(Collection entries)
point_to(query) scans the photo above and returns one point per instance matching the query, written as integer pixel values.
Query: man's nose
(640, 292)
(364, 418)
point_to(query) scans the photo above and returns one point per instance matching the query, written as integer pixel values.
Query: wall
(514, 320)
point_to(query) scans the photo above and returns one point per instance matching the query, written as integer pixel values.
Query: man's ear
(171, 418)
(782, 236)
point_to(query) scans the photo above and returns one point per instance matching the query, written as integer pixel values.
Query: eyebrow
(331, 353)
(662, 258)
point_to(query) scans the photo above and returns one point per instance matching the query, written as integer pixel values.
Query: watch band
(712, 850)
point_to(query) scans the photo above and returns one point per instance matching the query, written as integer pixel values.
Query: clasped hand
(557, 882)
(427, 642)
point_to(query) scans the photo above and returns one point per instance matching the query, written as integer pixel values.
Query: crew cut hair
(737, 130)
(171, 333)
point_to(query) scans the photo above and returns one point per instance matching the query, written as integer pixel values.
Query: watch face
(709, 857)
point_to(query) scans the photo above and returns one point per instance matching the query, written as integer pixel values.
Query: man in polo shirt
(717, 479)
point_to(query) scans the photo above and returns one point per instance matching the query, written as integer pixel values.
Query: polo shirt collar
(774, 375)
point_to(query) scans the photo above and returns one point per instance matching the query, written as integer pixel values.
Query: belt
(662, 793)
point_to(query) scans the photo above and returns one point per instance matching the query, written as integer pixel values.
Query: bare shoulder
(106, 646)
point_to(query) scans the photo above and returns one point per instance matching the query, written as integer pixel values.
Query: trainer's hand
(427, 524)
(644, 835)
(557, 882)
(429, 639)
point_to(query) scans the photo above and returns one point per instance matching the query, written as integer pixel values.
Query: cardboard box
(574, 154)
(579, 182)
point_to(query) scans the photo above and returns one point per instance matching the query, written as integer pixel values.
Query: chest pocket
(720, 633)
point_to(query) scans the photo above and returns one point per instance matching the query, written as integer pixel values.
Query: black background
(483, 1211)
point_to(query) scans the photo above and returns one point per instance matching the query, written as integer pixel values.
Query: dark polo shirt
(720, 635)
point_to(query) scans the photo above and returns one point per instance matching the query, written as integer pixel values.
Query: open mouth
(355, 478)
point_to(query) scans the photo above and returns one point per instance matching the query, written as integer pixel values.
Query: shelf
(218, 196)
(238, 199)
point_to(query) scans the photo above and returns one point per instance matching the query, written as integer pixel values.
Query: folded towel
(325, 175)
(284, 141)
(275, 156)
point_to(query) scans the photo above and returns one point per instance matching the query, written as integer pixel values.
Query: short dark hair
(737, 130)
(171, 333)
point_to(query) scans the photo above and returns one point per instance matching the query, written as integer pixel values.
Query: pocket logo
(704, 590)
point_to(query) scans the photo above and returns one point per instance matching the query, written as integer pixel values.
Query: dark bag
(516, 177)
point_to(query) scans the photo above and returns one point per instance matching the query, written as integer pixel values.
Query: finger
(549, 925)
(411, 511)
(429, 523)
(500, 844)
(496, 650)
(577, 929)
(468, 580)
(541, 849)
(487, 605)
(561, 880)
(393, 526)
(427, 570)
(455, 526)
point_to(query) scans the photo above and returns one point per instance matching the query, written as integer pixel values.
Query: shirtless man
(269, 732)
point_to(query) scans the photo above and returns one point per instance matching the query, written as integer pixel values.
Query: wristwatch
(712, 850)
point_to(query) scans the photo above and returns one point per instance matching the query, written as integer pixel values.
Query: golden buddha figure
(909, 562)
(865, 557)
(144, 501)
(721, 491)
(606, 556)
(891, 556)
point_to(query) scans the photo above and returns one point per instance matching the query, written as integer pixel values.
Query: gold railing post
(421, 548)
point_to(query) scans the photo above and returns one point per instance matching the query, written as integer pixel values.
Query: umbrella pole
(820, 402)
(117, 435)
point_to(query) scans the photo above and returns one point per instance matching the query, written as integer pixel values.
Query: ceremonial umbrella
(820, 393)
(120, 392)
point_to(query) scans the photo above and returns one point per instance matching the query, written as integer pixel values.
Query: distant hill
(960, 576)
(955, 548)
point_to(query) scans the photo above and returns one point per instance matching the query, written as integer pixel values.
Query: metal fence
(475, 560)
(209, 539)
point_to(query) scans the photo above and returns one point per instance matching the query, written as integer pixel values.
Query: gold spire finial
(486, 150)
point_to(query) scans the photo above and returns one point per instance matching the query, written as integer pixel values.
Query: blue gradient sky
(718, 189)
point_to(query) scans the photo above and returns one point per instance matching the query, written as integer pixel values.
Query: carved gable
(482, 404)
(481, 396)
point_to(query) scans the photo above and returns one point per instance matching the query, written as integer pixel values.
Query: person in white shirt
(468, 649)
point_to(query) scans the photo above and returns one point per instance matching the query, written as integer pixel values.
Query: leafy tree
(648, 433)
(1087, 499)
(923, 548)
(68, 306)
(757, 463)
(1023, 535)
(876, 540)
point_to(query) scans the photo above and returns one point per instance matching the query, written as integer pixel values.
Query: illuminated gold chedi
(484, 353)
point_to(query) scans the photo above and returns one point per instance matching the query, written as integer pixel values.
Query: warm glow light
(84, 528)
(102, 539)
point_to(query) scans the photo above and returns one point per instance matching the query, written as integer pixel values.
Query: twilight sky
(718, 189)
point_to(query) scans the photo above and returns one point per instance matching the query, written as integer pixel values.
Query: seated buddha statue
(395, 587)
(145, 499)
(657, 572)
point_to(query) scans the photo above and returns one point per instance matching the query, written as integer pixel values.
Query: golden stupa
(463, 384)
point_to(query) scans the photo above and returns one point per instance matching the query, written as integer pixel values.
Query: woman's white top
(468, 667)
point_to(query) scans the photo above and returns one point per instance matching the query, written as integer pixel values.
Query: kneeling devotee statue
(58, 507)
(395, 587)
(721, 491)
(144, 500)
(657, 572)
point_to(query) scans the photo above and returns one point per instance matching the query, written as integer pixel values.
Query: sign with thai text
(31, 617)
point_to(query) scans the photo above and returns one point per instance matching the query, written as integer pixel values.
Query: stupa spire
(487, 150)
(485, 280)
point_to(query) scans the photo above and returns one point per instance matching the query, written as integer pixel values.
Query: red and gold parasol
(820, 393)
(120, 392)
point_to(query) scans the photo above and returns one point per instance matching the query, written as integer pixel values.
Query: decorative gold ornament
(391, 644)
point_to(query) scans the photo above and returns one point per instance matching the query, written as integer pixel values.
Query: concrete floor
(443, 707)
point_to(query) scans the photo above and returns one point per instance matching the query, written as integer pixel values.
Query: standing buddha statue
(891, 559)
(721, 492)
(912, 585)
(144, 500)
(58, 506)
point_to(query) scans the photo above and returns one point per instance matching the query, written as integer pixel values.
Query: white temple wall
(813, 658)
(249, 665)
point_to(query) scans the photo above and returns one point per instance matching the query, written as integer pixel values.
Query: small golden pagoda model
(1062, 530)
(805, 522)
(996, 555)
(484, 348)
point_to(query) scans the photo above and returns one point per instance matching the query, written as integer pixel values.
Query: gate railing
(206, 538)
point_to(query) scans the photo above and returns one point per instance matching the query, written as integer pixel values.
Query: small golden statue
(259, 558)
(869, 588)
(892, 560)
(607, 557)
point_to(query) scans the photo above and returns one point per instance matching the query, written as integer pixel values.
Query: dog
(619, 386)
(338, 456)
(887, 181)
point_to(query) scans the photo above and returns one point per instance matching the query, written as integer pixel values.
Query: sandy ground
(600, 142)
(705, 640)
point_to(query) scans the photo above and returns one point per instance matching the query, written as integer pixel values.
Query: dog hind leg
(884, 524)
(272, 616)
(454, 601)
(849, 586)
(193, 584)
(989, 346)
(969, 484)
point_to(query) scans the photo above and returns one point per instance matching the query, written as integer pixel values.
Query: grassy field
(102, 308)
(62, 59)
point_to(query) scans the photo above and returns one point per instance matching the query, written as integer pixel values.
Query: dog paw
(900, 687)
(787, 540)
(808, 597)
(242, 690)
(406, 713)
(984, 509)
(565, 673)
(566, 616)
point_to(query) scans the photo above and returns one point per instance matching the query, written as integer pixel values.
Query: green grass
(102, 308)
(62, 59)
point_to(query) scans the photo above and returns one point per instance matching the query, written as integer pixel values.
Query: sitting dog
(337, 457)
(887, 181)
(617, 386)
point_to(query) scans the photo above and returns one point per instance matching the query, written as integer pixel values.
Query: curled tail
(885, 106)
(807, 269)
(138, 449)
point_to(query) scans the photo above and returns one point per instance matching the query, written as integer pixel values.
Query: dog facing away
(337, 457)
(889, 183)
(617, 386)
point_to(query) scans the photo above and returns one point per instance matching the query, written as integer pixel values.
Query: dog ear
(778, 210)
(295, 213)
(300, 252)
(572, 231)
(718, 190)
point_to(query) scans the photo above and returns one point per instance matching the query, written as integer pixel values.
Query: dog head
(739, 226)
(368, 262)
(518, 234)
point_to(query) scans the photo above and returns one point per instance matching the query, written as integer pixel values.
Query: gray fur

**The exercise**
Pick out every line in the records above that contains the word "white", and copy each one.

**Output for this task**
Query: person in white shirt
Query: woman's white top
Query: white temple wall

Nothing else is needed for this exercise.